## GOAL OF THE EXERCISE
Reproduce every line from the start of the listing through the line containing "422 157 L 449", inclusive, keeping each line as it is except that 23 is added to every coordinate in the outlines.

## INPUT MATERIAL
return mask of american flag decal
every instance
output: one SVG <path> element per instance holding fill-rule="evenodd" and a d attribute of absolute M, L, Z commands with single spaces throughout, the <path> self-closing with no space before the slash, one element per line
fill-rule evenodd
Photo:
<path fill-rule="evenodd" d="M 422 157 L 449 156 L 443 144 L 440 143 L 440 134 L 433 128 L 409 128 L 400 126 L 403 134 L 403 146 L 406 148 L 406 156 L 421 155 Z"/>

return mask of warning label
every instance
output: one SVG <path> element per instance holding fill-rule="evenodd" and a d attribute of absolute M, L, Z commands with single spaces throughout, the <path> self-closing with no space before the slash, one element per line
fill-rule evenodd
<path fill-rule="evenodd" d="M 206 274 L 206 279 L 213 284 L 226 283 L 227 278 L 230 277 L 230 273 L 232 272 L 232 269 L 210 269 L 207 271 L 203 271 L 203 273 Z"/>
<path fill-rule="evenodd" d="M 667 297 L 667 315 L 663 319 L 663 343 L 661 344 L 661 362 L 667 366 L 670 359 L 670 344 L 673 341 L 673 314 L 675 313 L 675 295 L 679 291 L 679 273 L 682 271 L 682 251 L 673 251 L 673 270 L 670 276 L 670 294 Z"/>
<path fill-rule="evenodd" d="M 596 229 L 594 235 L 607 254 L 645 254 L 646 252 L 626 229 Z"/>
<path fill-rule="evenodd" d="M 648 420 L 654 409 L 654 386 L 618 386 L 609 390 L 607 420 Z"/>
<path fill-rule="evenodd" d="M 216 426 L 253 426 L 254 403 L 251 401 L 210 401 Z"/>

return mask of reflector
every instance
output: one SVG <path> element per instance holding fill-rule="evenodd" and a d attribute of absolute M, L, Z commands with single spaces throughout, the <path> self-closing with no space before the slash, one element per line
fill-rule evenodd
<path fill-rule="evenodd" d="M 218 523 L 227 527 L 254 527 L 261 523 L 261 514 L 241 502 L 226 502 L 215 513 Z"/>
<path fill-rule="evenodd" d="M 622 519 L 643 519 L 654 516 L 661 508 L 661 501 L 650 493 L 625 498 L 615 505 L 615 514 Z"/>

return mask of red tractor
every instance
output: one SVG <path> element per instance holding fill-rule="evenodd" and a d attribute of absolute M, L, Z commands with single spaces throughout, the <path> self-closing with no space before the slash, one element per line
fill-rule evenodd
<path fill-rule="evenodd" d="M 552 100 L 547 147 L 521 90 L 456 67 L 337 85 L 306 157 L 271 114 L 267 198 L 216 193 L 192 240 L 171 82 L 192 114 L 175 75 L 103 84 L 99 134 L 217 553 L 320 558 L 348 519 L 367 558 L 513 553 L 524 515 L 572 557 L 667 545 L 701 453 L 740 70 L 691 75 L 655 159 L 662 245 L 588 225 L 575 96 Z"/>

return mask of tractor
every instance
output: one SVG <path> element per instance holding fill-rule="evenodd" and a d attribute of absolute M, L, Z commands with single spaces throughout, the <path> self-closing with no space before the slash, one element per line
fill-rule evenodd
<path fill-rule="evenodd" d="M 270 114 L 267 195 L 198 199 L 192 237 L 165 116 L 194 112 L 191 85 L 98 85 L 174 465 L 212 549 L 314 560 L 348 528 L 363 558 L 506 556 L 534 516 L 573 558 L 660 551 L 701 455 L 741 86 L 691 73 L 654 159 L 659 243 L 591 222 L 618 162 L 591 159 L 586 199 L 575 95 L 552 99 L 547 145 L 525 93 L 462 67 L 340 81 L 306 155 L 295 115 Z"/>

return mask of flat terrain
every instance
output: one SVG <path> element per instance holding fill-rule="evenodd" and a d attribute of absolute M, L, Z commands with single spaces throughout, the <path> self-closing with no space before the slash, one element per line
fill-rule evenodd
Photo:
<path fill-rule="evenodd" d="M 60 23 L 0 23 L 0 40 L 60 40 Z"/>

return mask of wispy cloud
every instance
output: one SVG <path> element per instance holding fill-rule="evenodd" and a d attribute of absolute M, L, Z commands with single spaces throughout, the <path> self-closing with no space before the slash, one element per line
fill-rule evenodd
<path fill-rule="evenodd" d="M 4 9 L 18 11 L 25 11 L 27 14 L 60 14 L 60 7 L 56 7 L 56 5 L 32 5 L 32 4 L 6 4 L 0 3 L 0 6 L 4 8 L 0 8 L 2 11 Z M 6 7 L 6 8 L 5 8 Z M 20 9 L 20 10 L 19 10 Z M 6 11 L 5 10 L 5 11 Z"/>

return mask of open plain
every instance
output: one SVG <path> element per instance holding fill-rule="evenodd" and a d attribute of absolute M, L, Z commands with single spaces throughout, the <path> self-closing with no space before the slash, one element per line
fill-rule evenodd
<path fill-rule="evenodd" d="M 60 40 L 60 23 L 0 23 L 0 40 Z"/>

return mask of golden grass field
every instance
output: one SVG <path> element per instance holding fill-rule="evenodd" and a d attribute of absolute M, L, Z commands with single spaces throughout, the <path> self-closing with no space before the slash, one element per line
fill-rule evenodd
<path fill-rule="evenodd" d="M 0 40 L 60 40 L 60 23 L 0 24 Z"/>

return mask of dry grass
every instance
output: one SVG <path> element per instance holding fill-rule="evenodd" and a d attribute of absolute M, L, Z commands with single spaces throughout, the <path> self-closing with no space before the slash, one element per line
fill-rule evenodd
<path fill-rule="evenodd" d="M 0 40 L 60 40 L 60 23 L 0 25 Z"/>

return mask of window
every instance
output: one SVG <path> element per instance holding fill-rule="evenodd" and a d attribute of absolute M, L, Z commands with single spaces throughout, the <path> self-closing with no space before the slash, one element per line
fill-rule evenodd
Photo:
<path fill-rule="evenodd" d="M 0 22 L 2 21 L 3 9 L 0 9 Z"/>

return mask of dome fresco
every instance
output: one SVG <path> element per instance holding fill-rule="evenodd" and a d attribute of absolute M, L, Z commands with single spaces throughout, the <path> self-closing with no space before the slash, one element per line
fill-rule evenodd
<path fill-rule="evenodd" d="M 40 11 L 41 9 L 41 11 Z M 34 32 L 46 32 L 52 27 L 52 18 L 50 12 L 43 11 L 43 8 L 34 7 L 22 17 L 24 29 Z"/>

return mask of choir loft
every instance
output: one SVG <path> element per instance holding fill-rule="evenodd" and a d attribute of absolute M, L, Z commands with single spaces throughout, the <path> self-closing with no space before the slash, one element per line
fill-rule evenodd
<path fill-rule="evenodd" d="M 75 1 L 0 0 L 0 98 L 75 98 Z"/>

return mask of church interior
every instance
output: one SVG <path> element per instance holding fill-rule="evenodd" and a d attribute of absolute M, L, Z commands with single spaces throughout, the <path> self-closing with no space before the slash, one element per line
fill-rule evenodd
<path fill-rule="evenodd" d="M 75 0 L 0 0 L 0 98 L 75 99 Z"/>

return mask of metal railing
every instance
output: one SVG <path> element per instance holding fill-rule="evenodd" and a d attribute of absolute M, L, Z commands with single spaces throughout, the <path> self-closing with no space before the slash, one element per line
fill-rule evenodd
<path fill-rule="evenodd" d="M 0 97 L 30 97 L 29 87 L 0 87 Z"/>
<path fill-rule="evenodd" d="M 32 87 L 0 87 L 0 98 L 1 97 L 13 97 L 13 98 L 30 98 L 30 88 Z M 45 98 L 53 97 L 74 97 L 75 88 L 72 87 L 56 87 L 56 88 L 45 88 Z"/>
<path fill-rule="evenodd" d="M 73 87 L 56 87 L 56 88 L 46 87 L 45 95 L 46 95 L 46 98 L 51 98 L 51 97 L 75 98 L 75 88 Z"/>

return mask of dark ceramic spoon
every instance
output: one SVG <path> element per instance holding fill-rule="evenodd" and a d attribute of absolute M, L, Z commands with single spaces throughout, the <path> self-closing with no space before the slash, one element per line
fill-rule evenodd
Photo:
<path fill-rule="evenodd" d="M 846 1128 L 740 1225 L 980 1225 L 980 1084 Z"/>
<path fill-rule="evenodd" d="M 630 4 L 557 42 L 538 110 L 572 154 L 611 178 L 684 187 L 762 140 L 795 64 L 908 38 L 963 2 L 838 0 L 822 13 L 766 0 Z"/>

## IN RESPONSE
return mask of american flag decal
every instance
output: one SVG <path> element per instance holding fill-rule="evenodd" and a d attribute of absolute M, L, Z commands with single spaces throughout, the <path> self-closing with no space before the slash, one element per line
fill-rule evenodd
Photo:
<path fill-rule="evenodd" d="M 445 180 L 472 179 L 466 167 L 463 166 L 463 157 L 456 151 L 432 151 L 423 149 L 426 157 L 426 169 L 429 171 L 429 179 L 444 178 Z"/>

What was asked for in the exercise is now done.